▶ **Esercizi proposti**:
1) Quali interrogativi compaiono nel paragrafo dell'articolo sulla cremazione spiegata ai bambini che comincia con "Aveva fatto bene ad abbassare il tono della voce?"? Elencali tutti.
2) Come si traduce in inglese questa frase dell'articolo sulla cremazione spiegata ai bambini: "La madre teneva per mano un bambino che avrà avuto circa 8 anni."?
3) Prosegui l'articolo sulla cremazione spiegata ai bambini a partire dall'ultima frase riportata.

▶ **Testo estratto**:
═══

Riportiamo, ripresa dal sito della Socrem Bologna, una intervista fatta al Prof. Campione, su come raccontare ai bambini la cremazione.
Come raccontare ai bambini la cremazione
Pubblicato 7 febbraio 2017
Che cosa rispondere ai bambini quando ci pongono domande sulla cremazione? Esistono delle regole da seguire? Dipende dall’età del bambino? Ne parliamo con il Prof. Francesco Campione.
Intervista di Alice Spiga, direttrice SO.CREM Bologna, al Prof. Francesco Campione, tanatologo, Presidente dell’Associazione Rivivere e autore del libro La domanda che vola – Educare i bambini alla morte e al lutto.
FL’idea di questa intervista è nata un giorno di metà novembre quando, uscendo dal Cimitero Monumentale della Certosa di Bologna, mi è capitato di superare una famiglia che, vestita a lutto, si dirigeva verso una macchina parcheggiata.
La madre teneva per mano un bambino che avrà avuto circa 8 anni. Il padre camminava accanto a loro, guardando per terra. Nel passare loro accanto, ho sentito la madre affermare: «Che cosa ne dici? Io vado a casa con il bambino. Non mi sembra il caso di portarlo al… crematorio».
Più dell’indecisione se portare o meno il figlio al polo crematorio, il dato che maggiormente mi ha colpito è stato che la madre abbia fatto una pausa prima di dire “crematorio” e che, nel nominarlo, abbia anche abbassato il tono della voce, come se si trattasse di una brutta parola che il bambino non doveva sentire.
Non so che cosa abbia risposto il padre – io ho proseguito per la mia strada, che non coincideva con la loro – però nei giorni seguenti non ho potuto fare a meno di ripensare a quel momento, mettendomi nei panni di quella madre che aveva il timore di dire ad alta voce, davanti al figlio, la parola “crematorio”.
Aveva fatto bene ad abbassare il tono della voce? È giusto o sbagliato evitare di portare i bambini al polo crematorio? E se iniziano a porci domande sulla cremazione, cosa possiamo rispondere ai nostri figli? Dipende anche dalla loro età oppure no?

═══

▶ **Dati forniti**:

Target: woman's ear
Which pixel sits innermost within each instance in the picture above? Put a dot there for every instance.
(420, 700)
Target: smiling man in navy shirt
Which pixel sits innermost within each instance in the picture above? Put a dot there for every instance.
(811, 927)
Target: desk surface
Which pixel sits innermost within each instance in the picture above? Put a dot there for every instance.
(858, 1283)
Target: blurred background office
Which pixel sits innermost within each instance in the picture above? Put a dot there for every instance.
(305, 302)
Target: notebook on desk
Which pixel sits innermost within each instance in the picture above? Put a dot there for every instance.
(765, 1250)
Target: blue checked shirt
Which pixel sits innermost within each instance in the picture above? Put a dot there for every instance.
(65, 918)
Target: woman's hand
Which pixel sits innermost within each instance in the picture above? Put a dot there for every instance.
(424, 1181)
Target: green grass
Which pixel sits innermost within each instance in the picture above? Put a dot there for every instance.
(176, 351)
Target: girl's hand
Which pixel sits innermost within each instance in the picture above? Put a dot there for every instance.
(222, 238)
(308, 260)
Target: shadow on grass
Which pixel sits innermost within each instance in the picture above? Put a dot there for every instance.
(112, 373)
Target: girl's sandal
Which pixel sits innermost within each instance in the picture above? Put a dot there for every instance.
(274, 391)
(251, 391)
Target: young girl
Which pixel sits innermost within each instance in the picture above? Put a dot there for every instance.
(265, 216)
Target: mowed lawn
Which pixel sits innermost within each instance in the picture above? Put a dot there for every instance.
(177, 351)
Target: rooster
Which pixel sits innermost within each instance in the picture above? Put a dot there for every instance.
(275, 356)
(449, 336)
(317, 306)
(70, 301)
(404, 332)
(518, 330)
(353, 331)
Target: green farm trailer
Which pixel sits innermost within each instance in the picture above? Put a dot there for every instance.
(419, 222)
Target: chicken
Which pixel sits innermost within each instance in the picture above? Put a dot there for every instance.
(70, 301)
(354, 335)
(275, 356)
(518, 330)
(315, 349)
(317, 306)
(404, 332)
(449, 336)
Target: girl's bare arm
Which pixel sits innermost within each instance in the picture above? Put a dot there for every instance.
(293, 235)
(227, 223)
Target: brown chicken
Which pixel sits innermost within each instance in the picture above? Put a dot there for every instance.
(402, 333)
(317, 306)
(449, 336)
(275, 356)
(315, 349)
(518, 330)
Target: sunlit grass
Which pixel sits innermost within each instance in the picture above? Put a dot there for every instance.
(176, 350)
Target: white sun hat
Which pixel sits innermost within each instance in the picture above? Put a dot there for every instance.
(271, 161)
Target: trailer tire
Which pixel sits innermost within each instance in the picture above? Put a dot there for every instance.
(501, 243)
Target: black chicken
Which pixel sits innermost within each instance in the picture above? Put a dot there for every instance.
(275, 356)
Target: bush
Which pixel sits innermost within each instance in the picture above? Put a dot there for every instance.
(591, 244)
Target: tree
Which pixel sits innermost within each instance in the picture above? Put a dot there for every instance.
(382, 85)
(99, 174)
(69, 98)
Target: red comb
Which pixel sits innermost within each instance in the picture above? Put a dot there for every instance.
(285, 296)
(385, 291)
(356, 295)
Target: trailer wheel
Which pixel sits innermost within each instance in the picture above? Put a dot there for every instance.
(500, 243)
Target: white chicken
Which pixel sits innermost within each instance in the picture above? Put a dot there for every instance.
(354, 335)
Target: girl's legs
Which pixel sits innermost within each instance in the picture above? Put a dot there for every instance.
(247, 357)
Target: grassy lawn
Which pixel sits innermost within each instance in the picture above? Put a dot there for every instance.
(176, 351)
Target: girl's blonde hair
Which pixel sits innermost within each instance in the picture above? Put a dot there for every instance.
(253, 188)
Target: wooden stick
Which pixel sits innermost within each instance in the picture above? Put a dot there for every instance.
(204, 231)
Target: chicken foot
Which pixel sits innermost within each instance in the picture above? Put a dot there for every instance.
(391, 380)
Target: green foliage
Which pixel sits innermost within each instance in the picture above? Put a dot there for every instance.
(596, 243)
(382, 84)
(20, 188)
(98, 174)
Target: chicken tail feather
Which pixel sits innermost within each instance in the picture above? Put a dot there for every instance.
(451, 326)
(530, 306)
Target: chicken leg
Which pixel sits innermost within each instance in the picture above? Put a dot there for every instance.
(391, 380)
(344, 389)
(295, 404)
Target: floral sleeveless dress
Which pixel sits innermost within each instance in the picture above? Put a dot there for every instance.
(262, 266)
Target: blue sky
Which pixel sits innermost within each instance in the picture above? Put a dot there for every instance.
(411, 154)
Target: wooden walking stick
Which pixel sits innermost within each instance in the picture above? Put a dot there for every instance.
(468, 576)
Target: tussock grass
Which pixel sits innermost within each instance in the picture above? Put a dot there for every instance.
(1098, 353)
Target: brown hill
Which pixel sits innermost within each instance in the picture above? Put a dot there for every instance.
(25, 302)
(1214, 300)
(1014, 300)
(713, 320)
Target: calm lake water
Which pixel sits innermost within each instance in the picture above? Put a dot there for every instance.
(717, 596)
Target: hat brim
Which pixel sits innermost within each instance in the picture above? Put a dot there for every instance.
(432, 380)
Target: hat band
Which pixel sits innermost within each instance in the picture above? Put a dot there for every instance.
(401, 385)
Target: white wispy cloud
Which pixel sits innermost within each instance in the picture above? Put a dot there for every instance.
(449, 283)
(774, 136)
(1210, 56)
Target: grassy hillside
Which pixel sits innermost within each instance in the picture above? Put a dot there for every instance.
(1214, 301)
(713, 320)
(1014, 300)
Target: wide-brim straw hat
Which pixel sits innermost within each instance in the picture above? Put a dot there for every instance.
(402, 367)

═══

▶ **Soluzioni**:
1)
- Aveva fatto bene ad abbassare il tono della voce?
- È giusto o sbagliato evitare di portare i bambini al polo crematorio?
- E se iniziano a porci domande sulla cremazione, cosa possiamo rispondere ai nostri figli?
- Dipende anche dalla loro età oppure no?

2) The mother was holding the hand of a child who must have been about 8 years old.

3)
Per trovare risposta a questi dubbi, che sono certa non siano solo miei, ho deciso di contattare il Prof. Francesco Campione, che è stato così gentile da rispondere ad alcune domande sul macro-tema “Come raccontare la cremazione ai bambini”.
Naturalmente, ho raccontato anche al Prof. Campione la piccola vicenda della quale ero stata testimone, così da introdurre il tema al centro di questa intervista.
«La prima domanda che potremmo porci, nell’analizzare la scena cui lei ha casualmente assistito, – esordisce il prof. Campione – è per quale motivo la madre abbassi la voce nel nominare il crematorio. Dietro l’abbassamento del tono ci sono infatti tre tabù principali, molto diffusi nella società italiana contemporanea:
Il tabù della morte, per cui evitiamo del tutto di parlare di morte con i bambini perché siamo convinti che la morte non debba avere nulla a che fare con loro, che debbano essere preservati e tenuti all’oscuro finché non riteniamo che possano sopportare l’esistenza della morte.
Il tabù del funerale, per cui talvolta abbiamo talmente paura che la partecipazione a un funerale possa traumatizzarli che scegliamo per loro di tenerli a casa, senza coinvolgerli nella decisione se partecipare oppure no (anche perché spesso non sappiamo nemmeno come spiegargli che cosa sia un funerale).
Il tabù del destino del corpo dopo la morte. È in questo tabù che risiede la cremazione, insieme al polo crematorio e alle altre forme di trattamento del cadavere: tumulazione e sepoltura.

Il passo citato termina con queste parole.